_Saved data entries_
# # # # #

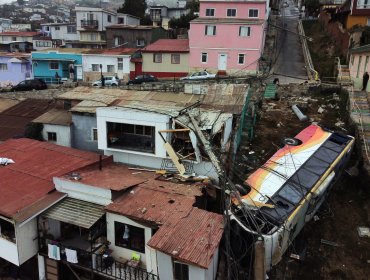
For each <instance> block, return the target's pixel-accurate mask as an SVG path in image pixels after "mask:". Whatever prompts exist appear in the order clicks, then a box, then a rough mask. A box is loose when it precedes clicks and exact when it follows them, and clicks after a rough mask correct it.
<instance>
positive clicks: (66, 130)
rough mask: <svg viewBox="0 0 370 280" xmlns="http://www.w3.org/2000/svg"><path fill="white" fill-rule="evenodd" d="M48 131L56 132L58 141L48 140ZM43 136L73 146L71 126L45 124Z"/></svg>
mask: <svg viewBox="0 0 370 280" xmlns="http://www.w3.org/2000/svg"><path fill="white" fill-rule="evenodd" d="M48 132H55V133H56V134H57V141H56V142H54V141H48ZM42 138H43V139H44V140H45V141H48V142H51V143H54V144H57V145H60V146H65V147H71V142H72V141H71V127H70V126H65V125H55V124H44V128H43V130H42Z"/></svg>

# # # # #

_Action item_
Copy every line of the records above word for word, leaving out the pictures.

_Answer section_
For each <instance> block, return the target's pixel-accurate mask as an SVG path in image pixels after "mask:". Whatever prompts exist appear in the order clicks, then a box, then a rough mask. A box is loose when it precedes clicks and exact when it follows them, and clicks after a rough mask correct it.
<instance>
positive clicks: (66, 130)
rough mask: <svg viewBox="0 0 370 280" xmlns="http://www.w3.org/2000/svg"><path fill="white" fill-rule="evenodd" d="M48 131L56 132L58 141L48 140ZM43 136L73 146L71 126L45 124Z"/></svg>
mask: <svg viewBox="0 0 370 280" xmlns="http://www.w3.org/2000/svg"><path fill="white" fill-rule="evenodd" d="M48 132H55V133H56V134H57V141H56V142H54V141H48ZM42 138H43V139H44V140H45V141H48V142H51V143H54V144H57V145H60V146H65V147H71V142H72V141H71V127H70V126H65V125H55V124H44V128H43V130H42Z"/></svg>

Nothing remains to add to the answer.